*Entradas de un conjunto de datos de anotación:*
━━━━━━━━━━━━━━━━
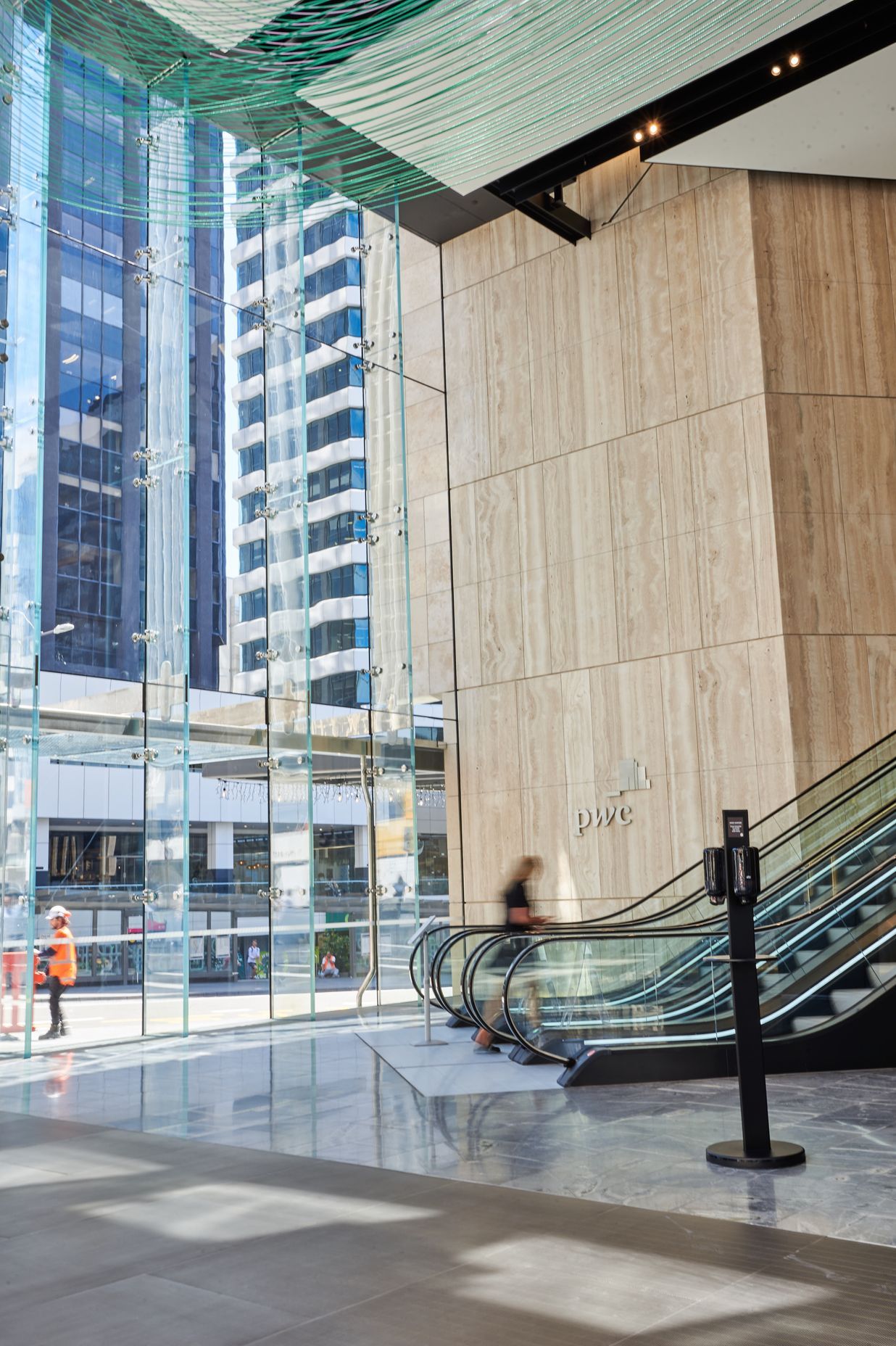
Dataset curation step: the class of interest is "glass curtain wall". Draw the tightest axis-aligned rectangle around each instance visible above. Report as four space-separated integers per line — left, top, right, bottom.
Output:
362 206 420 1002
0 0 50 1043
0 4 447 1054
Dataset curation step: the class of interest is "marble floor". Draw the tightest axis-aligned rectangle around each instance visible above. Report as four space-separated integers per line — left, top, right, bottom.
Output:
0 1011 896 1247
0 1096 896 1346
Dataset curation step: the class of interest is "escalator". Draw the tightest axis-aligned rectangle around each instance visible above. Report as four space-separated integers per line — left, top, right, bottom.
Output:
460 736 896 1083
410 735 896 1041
━━━━━━━━━━━━━━━━
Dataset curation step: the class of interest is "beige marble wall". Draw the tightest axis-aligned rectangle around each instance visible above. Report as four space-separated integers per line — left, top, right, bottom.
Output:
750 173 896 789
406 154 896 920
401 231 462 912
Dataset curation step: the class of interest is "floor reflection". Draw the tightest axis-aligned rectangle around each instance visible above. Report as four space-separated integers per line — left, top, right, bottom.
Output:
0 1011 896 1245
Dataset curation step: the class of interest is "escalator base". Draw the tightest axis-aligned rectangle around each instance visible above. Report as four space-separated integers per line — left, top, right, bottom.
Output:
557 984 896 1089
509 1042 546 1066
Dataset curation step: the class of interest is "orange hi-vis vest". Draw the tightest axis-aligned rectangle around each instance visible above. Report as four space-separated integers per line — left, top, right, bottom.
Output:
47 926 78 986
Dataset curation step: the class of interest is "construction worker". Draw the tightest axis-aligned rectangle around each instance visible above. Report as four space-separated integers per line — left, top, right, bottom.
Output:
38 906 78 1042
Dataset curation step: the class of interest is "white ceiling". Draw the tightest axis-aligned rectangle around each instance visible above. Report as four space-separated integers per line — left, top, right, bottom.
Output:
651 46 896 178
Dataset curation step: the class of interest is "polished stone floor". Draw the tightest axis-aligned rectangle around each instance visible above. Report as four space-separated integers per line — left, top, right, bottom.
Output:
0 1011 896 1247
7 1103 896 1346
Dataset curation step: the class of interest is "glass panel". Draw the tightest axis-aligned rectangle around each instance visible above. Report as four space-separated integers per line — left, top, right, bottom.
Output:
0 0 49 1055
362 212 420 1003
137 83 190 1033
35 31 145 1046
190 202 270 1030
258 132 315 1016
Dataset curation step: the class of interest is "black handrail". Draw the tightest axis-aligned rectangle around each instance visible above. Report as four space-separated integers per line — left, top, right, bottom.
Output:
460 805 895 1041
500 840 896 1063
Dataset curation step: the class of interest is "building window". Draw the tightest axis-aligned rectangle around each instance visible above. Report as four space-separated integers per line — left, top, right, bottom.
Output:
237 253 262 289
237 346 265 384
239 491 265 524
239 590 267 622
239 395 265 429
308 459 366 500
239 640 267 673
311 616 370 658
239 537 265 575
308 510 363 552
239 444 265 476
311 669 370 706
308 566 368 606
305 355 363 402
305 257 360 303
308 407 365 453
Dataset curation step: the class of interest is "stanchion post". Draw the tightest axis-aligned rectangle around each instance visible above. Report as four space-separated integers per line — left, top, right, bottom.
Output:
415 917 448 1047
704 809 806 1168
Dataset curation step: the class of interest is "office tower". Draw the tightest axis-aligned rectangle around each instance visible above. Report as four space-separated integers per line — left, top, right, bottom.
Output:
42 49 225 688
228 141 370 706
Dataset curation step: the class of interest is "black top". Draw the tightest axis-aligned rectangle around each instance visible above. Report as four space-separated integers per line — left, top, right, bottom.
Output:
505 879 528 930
━━━━━━━━━━━━━━━━
*TU TAREA:* Devuelve, sin modificarla, cada línea de los datos en la que aparezca la cadena "wall".

*RESPUESTA COMPLETA:*
Dataset curation step: the class of interest is "glass curtain wall". Draw the tightest axis-aligned rectangle around each instance visible above. Report as four space-separated integers per line — left, top, right, bottom.
Dataset curation step: the class of interest is "beige marble wall". Draw the tightest axis-aligned rectangle around each instance visible above. Report as four space-separated integers per line — left, top, right, bottom.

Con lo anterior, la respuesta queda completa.